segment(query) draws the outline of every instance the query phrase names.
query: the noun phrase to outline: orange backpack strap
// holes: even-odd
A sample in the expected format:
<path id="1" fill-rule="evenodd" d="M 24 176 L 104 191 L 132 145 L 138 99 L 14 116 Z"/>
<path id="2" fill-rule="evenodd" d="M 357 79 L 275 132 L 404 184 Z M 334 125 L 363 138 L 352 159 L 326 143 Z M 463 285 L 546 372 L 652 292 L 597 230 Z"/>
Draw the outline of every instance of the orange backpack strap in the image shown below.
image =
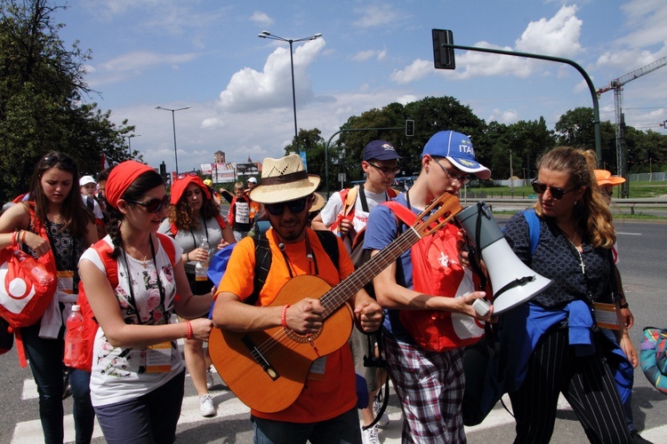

===============

Exercise description
Reproduce the lines above verbatim, from the first through the last. Omit the picture from your output.

Finished exercise
segment(query) draws the outline of every instance the query phrase names.
query: the noun phrase to outline: orange backpack strap
// holes: even-odd
A sample in the expected format:
<path id="1" fill-rule="evenodd" d="M 24 176 L 104 191 L 132 145 L 138 99 L 14 116 Z"/>
<path id="2" fill-rule="evenodd" d="M 357 79 L 275 132 L 404 184 Z M 334 125 L 363 138 L 352 159 L 326 143 Z M 463 285 L 546 372 L 652 292 L 597 230 Z"/>
Draw the outline of every instance of the orange backpack strap in the image shown below.
image =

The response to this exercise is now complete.